DATA SUPPLIED:
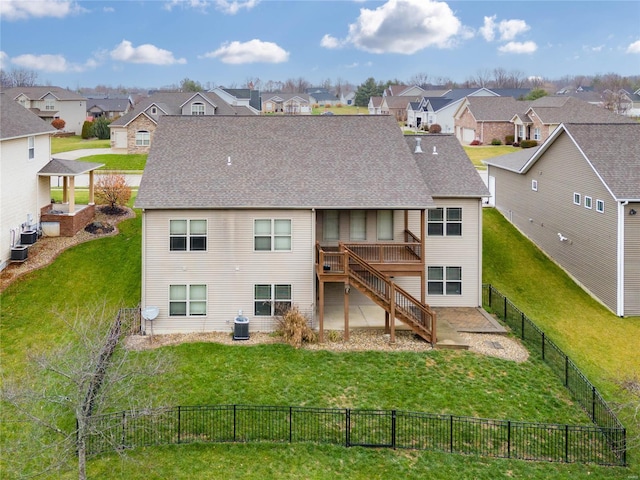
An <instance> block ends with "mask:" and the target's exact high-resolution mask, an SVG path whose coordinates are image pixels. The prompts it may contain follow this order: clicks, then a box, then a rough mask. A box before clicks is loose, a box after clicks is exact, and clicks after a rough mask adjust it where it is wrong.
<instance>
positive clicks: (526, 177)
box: [489, 133, 618, 311]
mask: <svg viewBox="0 0 640 480" xmlns="http://www.w3.org/2000/svg"><path fill="white" fill-rule="evenodd" d="M489 175H492V176H495V178H496V207H497V208H498V209H499V210H500V211H501V212H502V213H503V214H504V215H505V216H506V217H507V219H509V220H510V221H511V222H512V223H513V224H514V225H515V226H516V227H518V229H520V230H521V231H522V232H523V233H524V234H525V235H526V236H527V237H528V238H530V239H531V240H532V241H533V242H534V243H535V244H536V245H538V246H539V247H540V248H541V249H542V250H543V251H544V252H546V253H547V255H549V256H550V257H551V258H552V259H553V260H554V261H556V262H557V263H558V264H559V265H560V266H562V267H563V268H564V269H565V270H566V271H567V272H568V273H569V274H570V275H572V276H573V277H574V278H575V279H576V280H577V281H578V282H579V283H580V284H581V285H582V286H584V288H586V289H587V290H589V291H590V292H591V293H592V294H593V295H595V296H596V297H597V298H599V299H600V301H601V302H603V303H604V304H605V305H606V306H607V307H609V308H610V309H611V310H613V311H616V301H617V296H616V291H617V242H616V236H617V216H618V213H617V205H616V202H615V201H614V199H613V198H612V197H611V195H610V194H609V192H608V191H607V189H606V188H605V186H604V185H603V183H602V182H601V180H600V179H599V178H598V176H597V175H596V174H595V172H594V171H593V169H592V168H591V167H590V166H589V164H588V163H587V161H586V160H585V159H584V157H583V156H582V154H581V153H580V152H579V151H578V149H577V148H576V147H575V145H574V143H573V142H572V141H571V140H570V139H569V137H568V136H567V135H566V134H565V133H563V134H562V135H560V136H559V137H558V139H557V140H556V141H555V142H554V143H553V144H552V145H551V146H550V147H549V149H548V150H547V151H546V152H545V153H544V155H542V157H541V158H540V159H539V160H538V161H537V162H536V163H535V164H534V165H533V167H532V168H531V169H530V170H529V171H528V172H527V173H526V175H520V174H517V173H513V172H508V171H505V170H501V169H497V168H495V167H491V168H490V171H489ZM534 179H535V180H537V182H538V191H537V192H534V191H533V190H532V189H531V181H532V180H534ZM574 193H580V195H581V205H574V203H573V194H574ZM585 196H589V197H591V198H592V200H593V208H591V209H587V208H585V206H584V199H585ZM596 200H604V202H605V211H604V213H598V212H597V211H596ZM558 234H562V236H563V237H565V238H566V239H567V240H565V241H560V237H559V235H558ZM541 287H542V286H541Z"/></svg>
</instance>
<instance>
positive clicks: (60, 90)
mask: <svg viewBox="0 0 640 480" xmlns="http://www.w3.org/2000/svg"><path fill="white" fill-rule="evenodd" d="M3 92H4V93H6V94H7V96H9V97H11V98H12V99H16V98H17V97H18V96H20V94H24V95H25V96H26V97H27V98H28V99H29V100H38V99H40V98H42V97H44V96H45V95H47V93H51V94H52V95H55V97H56V98H57V99H58V100H86V98H85V97H83V96H82V95H80V94H78V93H75V92H72V91H71V90H67V89H65V88H60V87H13V88H5V89H4V90H3Z"/></svg>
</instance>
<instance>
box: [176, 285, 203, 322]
mask: <svg viewBox="0 0 640 480" xmlns="http://www.w3.org/2000/svg"><path fill="white" fill-rule="evenodd" d="M206 314H207V286H206V285H169V316H170V317H203V316H205V315H206Z"/></svg>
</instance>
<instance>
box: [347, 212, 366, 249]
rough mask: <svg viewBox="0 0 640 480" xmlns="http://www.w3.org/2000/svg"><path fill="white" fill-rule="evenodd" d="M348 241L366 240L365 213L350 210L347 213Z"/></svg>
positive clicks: (362, 212)
mask: <svg viewBox="0 0 640 480" xmlns="http://www.w3.org/2000/svg"><path fill="white" fill-rule="evenodd" d="M349 215H350V219H349V240H352V241H356V242H357V241H363V240H366V239H367V212H365V211H364V210H351V212H350V213H349Z"/></svg>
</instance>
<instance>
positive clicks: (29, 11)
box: [0, 0, 85, 20]
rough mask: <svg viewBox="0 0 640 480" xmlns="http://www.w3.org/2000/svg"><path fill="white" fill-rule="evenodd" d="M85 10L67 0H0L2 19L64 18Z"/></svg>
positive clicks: (0, 11)
mask: <svg viewBox="0 0 640 480" xmlns="http://www.w3.org/2000/svg"><path fill="white" fill-rule="evenodd" d="M83 11H85V9H83V8H82V7H80V6H79V5H78V4H77V3H75V2H72V1H68V0H29V1H25V0H1V1H0V17H2V19H3V20H25V19H27V18H31V17H34V18H42V17H54V18H64V17H66V16H68V15H72V14H74V13H80V12H83Z"/></svg>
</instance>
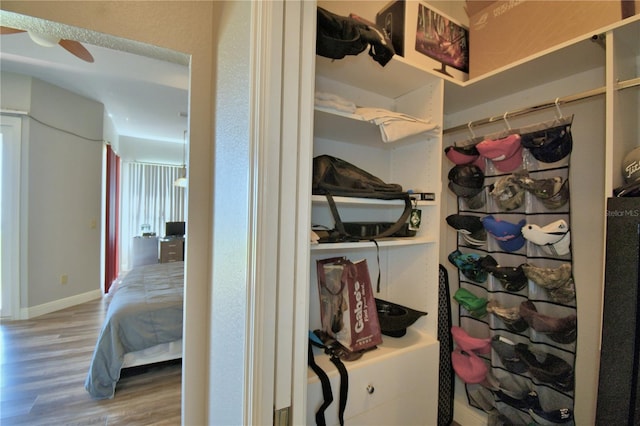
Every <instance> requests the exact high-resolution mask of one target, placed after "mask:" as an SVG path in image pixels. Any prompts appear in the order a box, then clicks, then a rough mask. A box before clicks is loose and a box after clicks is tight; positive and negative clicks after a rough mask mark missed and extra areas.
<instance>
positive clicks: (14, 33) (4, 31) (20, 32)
mask: <svg viewBox="0 0 640 426" xmlns="http://www.w3.org/2000/svg"><path fill="white" fill-rule="evenodd" d="M23 32H25V31H24V30H19V29H16V28H10V27H2V26H0V34H16V33H23Z"/></svg>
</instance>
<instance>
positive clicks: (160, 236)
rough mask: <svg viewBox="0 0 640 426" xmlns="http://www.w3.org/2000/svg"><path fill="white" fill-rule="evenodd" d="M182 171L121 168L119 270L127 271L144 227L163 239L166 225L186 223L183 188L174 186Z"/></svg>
mask: <svg viewBox="0 0 640 426" xmlns="http://www.w3.org/2000/svg"><path fill="white" fill-rule="evenodd" d="M182 173H183V171H182V167H180V166H165V165H156V164H145V163H135V162H128V163H124V164H123V168H122V187H121V188H122V191H121V202H122V204H121V209H120V212H121V216H120V224H121V228H120V248H121V253H120V266H121V270H129V269H131V268H130V265H131V255H130V247H131V241H132V239H133V238H134V237H136V236H140V235H142V231H141V227H142V225H143V224H146V225H149V226H150V232H155V233H156V235H157V236H159V237H162V236H164V230H165V223H166V222H174V221H184V220H185V188H181V187H177V186H174V185H173V182H174V181H175V180H176V179H178V178H179V177H181V176H182Z"/></svg>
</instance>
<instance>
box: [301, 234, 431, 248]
mask: <svg viewBox="0 0 640 426" xmlns="http://www.w3.org/2000/svg"><path fill="white" fill-rule="evenodd" d="M376 242H377V243H378V247H406V246H416V245H426V244H434V243H435V241H434V240H433V239H430V238H424V237H403V238H380V239H379V240H376ZM362 248H374V249H375V248H376V245H375V243H373V242H372V241H357V242H348V243H322V244H311V251H339V250H358V249H362Z"/></svg>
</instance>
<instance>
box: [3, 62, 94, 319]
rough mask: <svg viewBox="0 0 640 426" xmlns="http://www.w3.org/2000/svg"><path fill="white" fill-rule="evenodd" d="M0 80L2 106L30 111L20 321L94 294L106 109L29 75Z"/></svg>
mask: <svg viewBox="0 0 640 426" xmlns="http://www.w3.org/2000/svg"><path fill="white" fill-rule="evenodd" d="M2 79H3V85H2V87H3V93H2V95H3V96H2V108H3V109H9V110H23V111H26V112H28V116H23V118H22V121H23V141H22V162H23V167H22V177H21V188H20V196H21V198H22V200H23V201H22V206H23V211H22V215H23V217H26V219H27V220H26V221H23V228H22V232H21V237H20V240H21V250H22V251H21V258H22V265H21V290H20V307H21V309H22V310H23V312H24V313H23V316H34V315H38V314H39V313H43V312H45V311H47V310H48V309H50V308H48V307H47V306H48V305H50V304H52V303H54V302H57V301H58V300H61V299H66V298H73V297H75V296H78V295H84V297H96V296H99V294H100V293H99V289H100V249H101V246H100V237H101V235H100V229H101V228H100V222H101V213H100V212H101V188H102V117H103V110H104V108H103V105H102V104H100V103H98V102H95V101H92V100H90V99H87V98H83V97H81V96H78V95H76V94H74V93H71V92H69V91H67V90H64V89H60V88H58V87H56V86H52V85H50V84H48V83H45V82H43V81H40V80H37V79H32V78H30V77H25V76H19V75H16V74H3V76H2ZM5 87H6V89H5ZM16 88H19V90H15V89H16ZM25 95H27V96H28V97H27V96H25ZM43 123H46V124H43ZM63 275H65V276H66V278H67V282H66V283H65V284H62V283H61V277H62V276H63ZM53 306H55V303H54V305H53Z"/></svg>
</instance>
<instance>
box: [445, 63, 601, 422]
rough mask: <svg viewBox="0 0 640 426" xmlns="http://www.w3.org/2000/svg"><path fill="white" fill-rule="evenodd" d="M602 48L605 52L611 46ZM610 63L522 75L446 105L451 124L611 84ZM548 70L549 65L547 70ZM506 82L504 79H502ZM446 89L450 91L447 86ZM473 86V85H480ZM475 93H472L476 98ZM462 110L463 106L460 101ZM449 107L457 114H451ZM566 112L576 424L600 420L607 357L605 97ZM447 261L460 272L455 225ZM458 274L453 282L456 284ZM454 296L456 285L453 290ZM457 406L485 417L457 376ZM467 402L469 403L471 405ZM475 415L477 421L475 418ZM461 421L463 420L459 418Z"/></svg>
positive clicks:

YOUR TASK: What is needed is an exact retyping of the lines from the start of the data through the line with "positive clicks: (526, 177)", with both end lines kept and every picture left out.

REPLY:
An <instance> block ends with "mask:" and the target's exact high-resolution mask, an SVG path whose coordinates are image pixels. The prompts it may contain follow this order: clicks, then a box, then a rough mask. A box before clicks is loose, a box after clicks is exact, and clicks after a rough mask adjust it where it is wrong.
<instance>
positive clicks: (526, 177)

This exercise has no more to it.